* WORK TO COMPLETE *
All the entries need to be quoted exactly, apart from the pictures, which you should drop.

* AVAILABLE DATA *
────────
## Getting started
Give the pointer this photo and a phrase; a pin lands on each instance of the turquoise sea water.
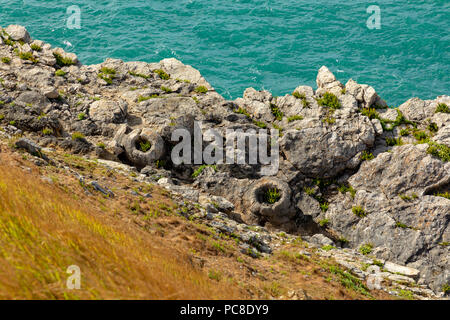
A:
(276, 45)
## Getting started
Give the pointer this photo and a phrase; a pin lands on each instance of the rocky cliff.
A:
(355, 177)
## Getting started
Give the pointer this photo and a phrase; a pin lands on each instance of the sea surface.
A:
(274, 45)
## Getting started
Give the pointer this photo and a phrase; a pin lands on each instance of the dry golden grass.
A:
(43, 231)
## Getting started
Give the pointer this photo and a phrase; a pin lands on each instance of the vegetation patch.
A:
(329, 100)
(166, 89)
(107, 74)
(394, 141)
(439, 150)
(77, 136)
(302, 97)
(442, 107)
(443, 194)
(271, 195)
(27, 56)
(162, 74)
(63, 61)
(366, 248)
(359, 211)
(366, 156)
(60, 73)
(344, 189)
(276, 112)
(36, 47)
(138, 75)
(201, 89)
(295, 118)
(201, 168)
(6, 60)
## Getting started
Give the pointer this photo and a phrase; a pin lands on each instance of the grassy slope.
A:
(132, 247)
────────
* SOLVED PROBLEM *
## Getting started
Give the pointer this photo and a phrase; a pin lands on each instance of the turquoise sea water.
A:
(276, 45)
## Getting started
Give the pointer this photo and a phrase; a pin lands on each instance of the rocky cliff.
A:
(355, 177)
## Getting started
Give the pointer this photo and a phrase; a pin lands on each instance of the sea surface.
A:
(274, 45)
## Getting started
Give the pointer this photo and a phrase; a pin lands on each instance of the dry golden grass.
A:
(43, 231)
## Getting started
Give the pointer this photo and a phrase; a pin lands on each instance of the vegetation patch.
A:
(329, 100)
(166, 89)
(107, 74)
(394, 141)
(439, 150)
(77, 136)
(302, 97)
(442, 107)
(443, 194)
(271, 195)
(27, 56)
(162, 74)
(63, 61)
(366, 248)
(359, 211)
(366, 156)
(60, 73)
(344, 189)
(276, 112)
(36, 47)
(138, 75)
(201, 89)
(295, 118)
(201, 168)
(6, 60)
## Getting started
Give the pointer this photo and a phrase; a pin lands on each instance of the grassy slope.
A:
(132, 247)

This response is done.